Material provided
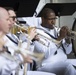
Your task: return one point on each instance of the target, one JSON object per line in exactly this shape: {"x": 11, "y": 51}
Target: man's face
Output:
{"x": 12, "y": 17}
{"x": 5, "y": 23}
{"x": 49, "y": 21}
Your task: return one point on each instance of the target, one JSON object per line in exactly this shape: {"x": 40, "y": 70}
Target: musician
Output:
{"x": 7, "y": 66}
{"x": 55, "y": 60}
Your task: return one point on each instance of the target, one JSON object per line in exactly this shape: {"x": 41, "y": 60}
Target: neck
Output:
{"x": 1, "y": 34}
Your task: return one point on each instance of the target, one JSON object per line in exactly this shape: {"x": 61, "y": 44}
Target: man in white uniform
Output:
{"x": 8, "y": 64}
{"x": 55, "y": 60}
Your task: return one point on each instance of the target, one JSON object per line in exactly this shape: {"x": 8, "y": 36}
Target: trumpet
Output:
{"x": 40, "y": 32}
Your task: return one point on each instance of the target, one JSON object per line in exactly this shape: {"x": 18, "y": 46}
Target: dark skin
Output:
{"x": 50, "y": 21}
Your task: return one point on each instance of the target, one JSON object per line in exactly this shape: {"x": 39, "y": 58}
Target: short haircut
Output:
{"x": 9, "y": 8}
{"x": 46, "y": 11}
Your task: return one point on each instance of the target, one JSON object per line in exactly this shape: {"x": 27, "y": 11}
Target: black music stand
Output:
{"x": 61, "y": 9}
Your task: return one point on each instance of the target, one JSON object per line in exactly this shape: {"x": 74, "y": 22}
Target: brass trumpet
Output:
{"x": 41, "y": 33}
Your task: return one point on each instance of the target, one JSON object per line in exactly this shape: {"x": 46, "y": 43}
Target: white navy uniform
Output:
{"x": 9, "y": 66}
{"x": 55, "y": 60}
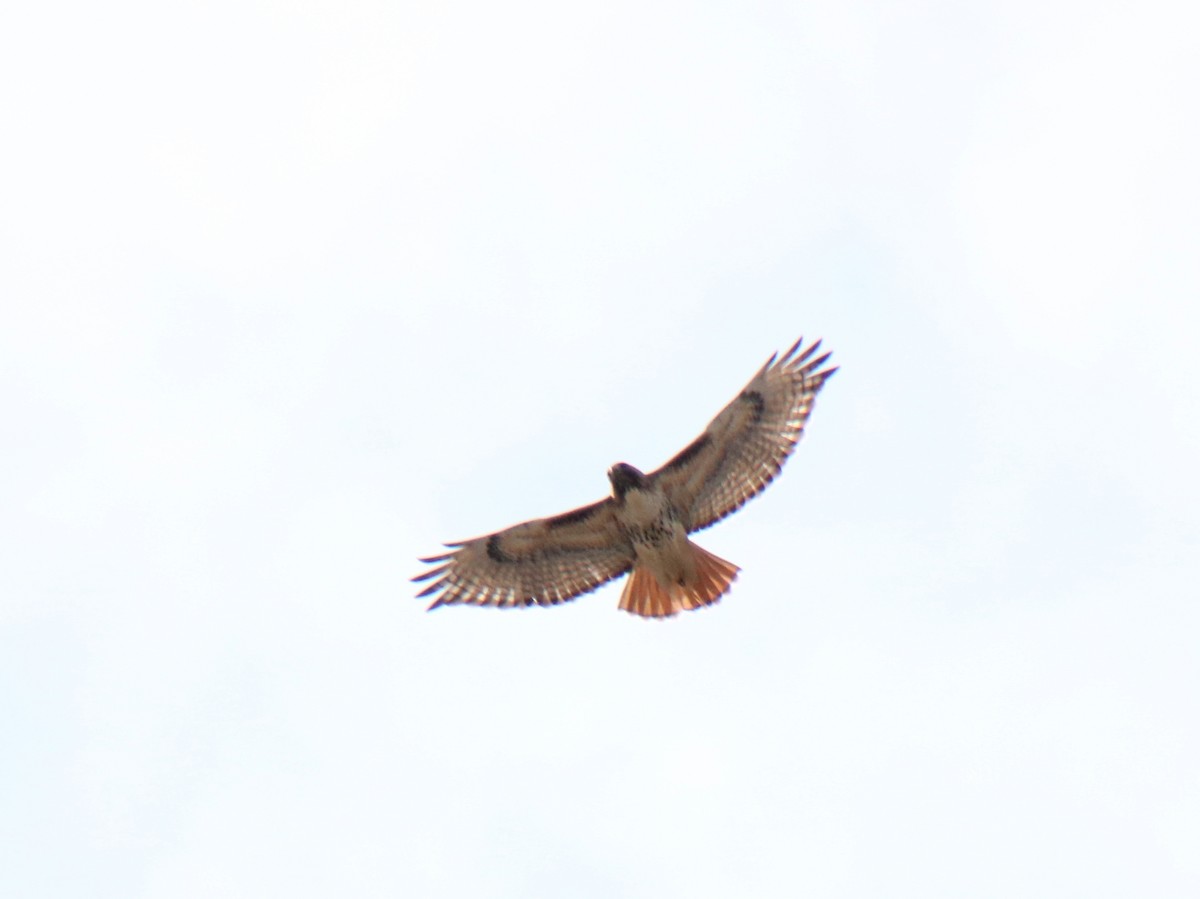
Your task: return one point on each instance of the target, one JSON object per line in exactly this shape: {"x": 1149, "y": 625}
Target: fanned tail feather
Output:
{"x": 647, "y": 597}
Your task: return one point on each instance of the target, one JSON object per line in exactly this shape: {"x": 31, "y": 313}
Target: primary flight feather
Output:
{"x": 642, "y": 528}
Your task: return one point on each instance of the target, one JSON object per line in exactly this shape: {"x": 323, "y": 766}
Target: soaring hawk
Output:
{"x": 642, "y": 528}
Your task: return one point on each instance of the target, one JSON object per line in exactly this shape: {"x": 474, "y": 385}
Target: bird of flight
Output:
{"x": 642, "y": 528}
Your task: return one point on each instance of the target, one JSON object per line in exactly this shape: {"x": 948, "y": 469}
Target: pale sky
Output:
{"x": 292, "y": 294}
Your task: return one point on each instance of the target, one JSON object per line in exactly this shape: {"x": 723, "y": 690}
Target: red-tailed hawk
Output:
{"x": 643, "y": 526}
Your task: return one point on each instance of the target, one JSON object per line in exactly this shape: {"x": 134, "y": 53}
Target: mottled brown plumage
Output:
{"x": 643, "y": 526}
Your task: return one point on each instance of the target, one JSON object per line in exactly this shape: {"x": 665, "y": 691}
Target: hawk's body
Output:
{"x": 643, "y": 526}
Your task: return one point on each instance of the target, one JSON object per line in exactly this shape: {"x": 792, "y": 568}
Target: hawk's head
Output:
{"x": 625, "y": 478}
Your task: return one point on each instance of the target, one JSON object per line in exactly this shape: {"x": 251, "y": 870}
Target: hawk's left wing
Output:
{"x": 745, "y": 445}
{"x": 541, "y": 562}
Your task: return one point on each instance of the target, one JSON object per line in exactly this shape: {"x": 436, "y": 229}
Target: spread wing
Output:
{"x": 543, "y": 562}
{"x": 745, "y": 445}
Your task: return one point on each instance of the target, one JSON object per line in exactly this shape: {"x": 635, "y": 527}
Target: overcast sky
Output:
{"x": 294, "y": 293}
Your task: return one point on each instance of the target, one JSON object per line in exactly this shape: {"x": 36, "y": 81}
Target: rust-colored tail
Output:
{"x": 647, "y": 597}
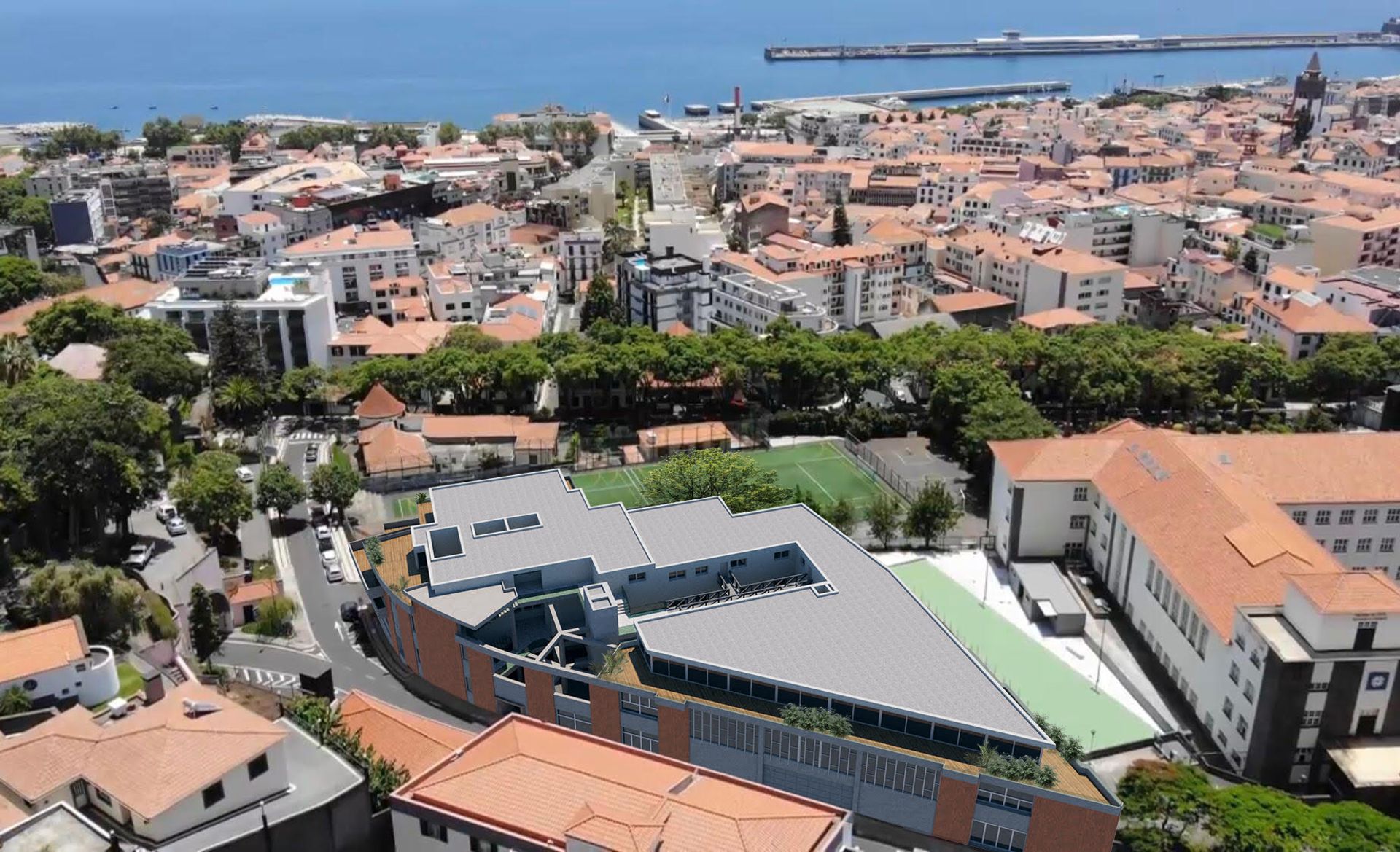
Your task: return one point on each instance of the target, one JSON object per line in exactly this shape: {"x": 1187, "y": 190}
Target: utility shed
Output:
{"x": 1045, "y": 595}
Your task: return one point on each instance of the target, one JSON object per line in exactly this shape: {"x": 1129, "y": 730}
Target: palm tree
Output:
{"x": 18, "y": 360}
{"x": 241, "y": 398}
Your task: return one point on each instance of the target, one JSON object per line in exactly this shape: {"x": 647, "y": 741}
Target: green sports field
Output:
{"x": 1041, "y": 680}
{"x": 822, "y": 469}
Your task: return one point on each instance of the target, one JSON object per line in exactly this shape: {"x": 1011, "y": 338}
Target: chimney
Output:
{"x": 155, "y": 687}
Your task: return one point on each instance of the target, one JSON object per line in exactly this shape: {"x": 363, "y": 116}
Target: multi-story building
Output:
{"x": 598, "y": 794}
{"x": 290, "y": 304}
{"x": 356, "y": 257}
{"x": 1256, "y": 568}
{"x": 77, "y": 217}
{"x": 188, "y": 770}
{"x": 663, "y": 290}
{"x": 464, "y": 231}
{"x": 672, "y": 628}
{"x": 748, "y": 301}
{"x": 1348, "y": 241}
{"x": 1301, "y": 324}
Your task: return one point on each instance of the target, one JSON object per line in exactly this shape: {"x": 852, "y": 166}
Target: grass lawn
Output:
{"x": 129, "y": 679}
{"x": 1041, "y": 680}
{"x": 823, "y": 469}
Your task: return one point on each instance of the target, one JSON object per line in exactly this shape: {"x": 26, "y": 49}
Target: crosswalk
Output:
{"x": 269, "y": 680}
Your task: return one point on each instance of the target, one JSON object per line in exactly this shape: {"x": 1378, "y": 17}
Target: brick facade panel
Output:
{"x": 952, "y": 817}
{"x": 438, "y": 652}
{"x": 674, "y": 730}
{"x": 607, "y": 713}
{"x": 483, "y": 686}
{"x": 540, "y": 695}
{"x": 1057, "y": 826}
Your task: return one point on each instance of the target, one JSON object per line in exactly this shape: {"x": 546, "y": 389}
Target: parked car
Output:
{"x": 139, "y": 556}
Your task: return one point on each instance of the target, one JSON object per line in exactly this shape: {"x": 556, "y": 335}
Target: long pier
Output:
{"x": 933, "y": 94}
{"x": 1013, "y": 44}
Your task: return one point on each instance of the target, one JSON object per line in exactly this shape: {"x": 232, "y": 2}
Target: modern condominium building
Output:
{"x": 1259, "y": 571}
{"x": 686, "y": 628}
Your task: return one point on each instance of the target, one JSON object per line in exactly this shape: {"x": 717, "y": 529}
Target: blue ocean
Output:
{"x": 111, "y": 63}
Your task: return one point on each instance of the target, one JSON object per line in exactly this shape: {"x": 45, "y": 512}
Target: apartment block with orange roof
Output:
{"x": 1259, "y": 571}
{"x": 671, "y": 630}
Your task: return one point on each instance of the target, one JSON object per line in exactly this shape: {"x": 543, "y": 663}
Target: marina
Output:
{"x": 1011, "y": 42}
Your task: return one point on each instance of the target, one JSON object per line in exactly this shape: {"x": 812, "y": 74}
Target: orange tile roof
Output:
{"x": 1351, "y": 592}
{"x": 1056, "y": 318}
{"x": 386, "y": 450}
{"x": 408, "y": 739}
{"x": 149, "y": 760}
{"x": 551, "y": 785}
{"x": 41, "y": 648}
{"x": 380, "y": 403}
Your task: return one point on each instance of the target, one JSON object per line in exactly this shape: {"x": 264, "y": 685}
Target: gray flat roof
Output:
{"x": 472, "y": 608}
{"x": 569, "y": 528}
{"x": 1043, "y": 581}
{"x": 871, "y": 643}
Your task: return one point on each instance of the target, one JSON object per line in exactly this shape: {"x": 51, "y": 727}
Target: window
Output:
{"x": 640, "y": 740}
{"x": 639, "y": 703}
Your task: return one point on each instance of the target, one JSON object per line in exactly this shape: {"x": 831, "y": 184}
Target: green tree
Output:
{"x": 20, "y": 281}
{"x": 448, "y": 133}
{"x": 840, "y": 226}
{"x": 734, "y": 477}
{"x": 163, "y": 135}
{"x": 210, "y": 494}
{"x": 203, "y": 631}
{"x": 841, "y": 515}
{"x": 599, "y": 302}
{"x": 108, "y": 602}
{"x": 931, "y": 514}
{"x": 15, "y": 701}
{"x": 336, "y": 483}
{"x": 885, "y": 515}
{"x": 279, "y": 488}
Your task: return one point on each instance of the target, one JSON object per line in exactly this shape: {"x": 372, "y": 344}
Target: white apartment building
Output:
{"x": 465, "y": 231}
{"x": 289, "y": 302}
{"x": 748, "y": 301}
{"x": 1256, "y": 568}
{"x": 354, "y": 257}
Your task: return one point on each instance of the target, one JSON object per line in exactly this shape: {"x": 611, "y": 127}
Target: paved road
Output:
{"x": 321, "y": 601}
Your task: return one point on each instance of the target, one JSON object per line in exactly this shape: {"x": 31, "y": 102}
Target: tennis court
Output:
{"x": 822, "y": 469}
{"x": 1041, "y": 680}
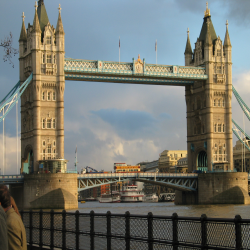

Directions
Show every line of the records above that contains the word "orange", treating uppercase and lowercase as different.

Solution for this problem
Target: apartment block with orange roof
Target: orange tile roof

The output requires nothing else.